DATA FOR REVIEW >>

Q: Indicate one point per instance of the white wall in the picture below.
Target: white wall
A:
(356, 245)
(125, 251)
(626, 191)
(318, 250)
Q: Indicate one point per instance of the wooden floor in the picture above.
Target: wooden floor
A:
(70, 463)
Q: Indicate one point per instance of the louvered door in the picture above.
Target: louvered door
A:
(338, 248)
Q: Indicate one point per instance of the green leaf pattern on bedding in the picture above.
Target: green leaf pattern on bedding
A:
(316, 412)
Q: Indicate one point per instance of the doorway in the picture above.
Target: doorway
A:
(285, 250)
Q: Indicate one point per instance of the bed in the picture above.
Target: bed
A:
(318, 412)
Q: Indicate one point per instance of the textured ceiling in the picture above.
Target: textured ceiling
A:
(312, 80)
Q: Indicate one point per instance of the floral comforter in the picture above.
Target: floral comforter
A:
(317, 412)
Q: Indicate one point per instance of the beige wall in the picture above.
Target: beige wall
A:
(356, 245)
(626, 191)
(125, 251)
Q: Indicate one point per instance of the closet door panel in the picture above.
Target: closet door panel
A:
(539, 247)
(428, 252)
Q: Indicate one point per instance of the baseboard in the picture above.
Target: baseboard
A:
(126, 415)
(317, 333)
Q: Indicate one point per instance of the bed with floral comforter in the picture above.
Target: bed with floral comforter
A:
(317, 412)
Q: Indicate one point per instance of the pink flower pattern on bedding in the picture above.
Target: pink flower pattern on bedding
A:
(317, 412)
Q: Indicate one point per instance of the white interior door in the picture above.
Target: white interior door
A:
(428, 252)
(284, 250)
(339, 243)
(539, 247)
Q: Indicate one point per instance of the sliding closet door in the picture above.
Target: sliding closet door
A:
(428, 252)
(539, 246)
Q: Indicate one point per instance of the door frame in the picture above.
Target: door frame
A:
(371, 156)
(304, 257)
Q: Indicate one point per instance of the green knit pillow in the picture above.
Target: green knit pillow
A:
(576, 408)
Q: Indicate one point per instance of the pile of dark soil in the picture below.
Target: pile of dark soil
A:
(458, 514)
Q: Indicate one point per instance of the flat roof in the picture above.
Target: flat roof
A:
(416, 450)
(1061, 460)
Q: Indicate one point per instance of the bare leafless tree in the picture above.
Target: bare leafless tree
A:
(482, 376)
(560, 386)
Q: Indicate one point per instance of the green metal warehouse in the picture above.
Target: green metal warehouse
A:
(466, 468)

WHAT YOU NEED TO DO >>
Return the entries in full, keeping every line exactly as it is.

ANSWER BOX >>
Q: Indicate one point per instance of the white wall in the picture below.
Target: white wall
A:
(356, 245)
(125, 251)
(626, 191)
(318, 250)
Q: Indicate one point per instance of the wooden floor in the picture above.
Target: wooden floor
A:
(70, 463)
Q: Indicate one point per instance of the louvered door in the picture above.
Target: louvered door
A:
(338, 248)
Q: Indicate one point per instance of the green leaf pattern on bedding in the picture above.
Target: green leaf pattern on bedding
A:
(316, 412)
Q: Indicate one point per instance of the doorway in the picture above.
Target: doorway
A:
(285, 250)
Q: Indicate one point per instance of the bed in the picture above.
Target: bed
A:
(318, 412)
Q: Indicate one point per instance of the textured ceiling in the picture above.
Target: textured ceiling
A:
(312, 80)
Q: Indicate one point per instance of the floral comforter in the picture above.
Target: floral comforter
A:
(317, 412)
Q: Indicate one point per instance of the beige wall in the picture above.
Target: beige wall
A:
(356, 245)
(626, 191)
(125, 251)
Q: Indicate one point per instance of the closet door panel in the picture above.
Target: closet door panel
A:
(539, 247)
(428, 252)
Q: Indicate one point per instance of the baseboard in the picture above.
Target: baseboard
A:
(126, 415)
(317, 333)
Q: Indicate one point per instance of the bed with floral comforter in the picture above.
Target: bed with floral comforter
A:
(317, 412)
Q: Indicate one point per instance of the pink flower pattern on bedding in the picture above.
Target: pink flower pattern on bedding
A:
(317, 412)
Q: Indicate one point per instance of the white interior door in the picture above.
Target: white interior door
A:
(428, 252)
(284, 250)
(339, 243)
(539, 247)
Q: Indicate one point per instance of the sliding closet door in the picture above.
Target: sliding closet door
A:
(428, 252)
(539, 246)
Q: Indicate one point per instance of the door frame in the picture above.
Target: door frame
A:
(371, 156)
(304, 257)
Q: Indicate one point per instance of the green knit pillow in the picture above.
Target: green knit pillow
A:
(576, 408)
Q: Indicate one point per instance of the pile of dark soil in the picture below.
Target: pile of dark soil
A:
(458, 514)
Q: Indicate one point per instance of the flat roof in the picture above.
Target: flat roof
A:
(416, 450)
(1061, 460)
Q: Indicate one point per instance of the bare leafless tree in the picture above.
Target: bare leafless tree
A:
(482, 376)
(560, 386)
Q: Indicate one point per instance of the green metal warehouse in the picture above.
Target: green metal warehouse
A:
(466, 468)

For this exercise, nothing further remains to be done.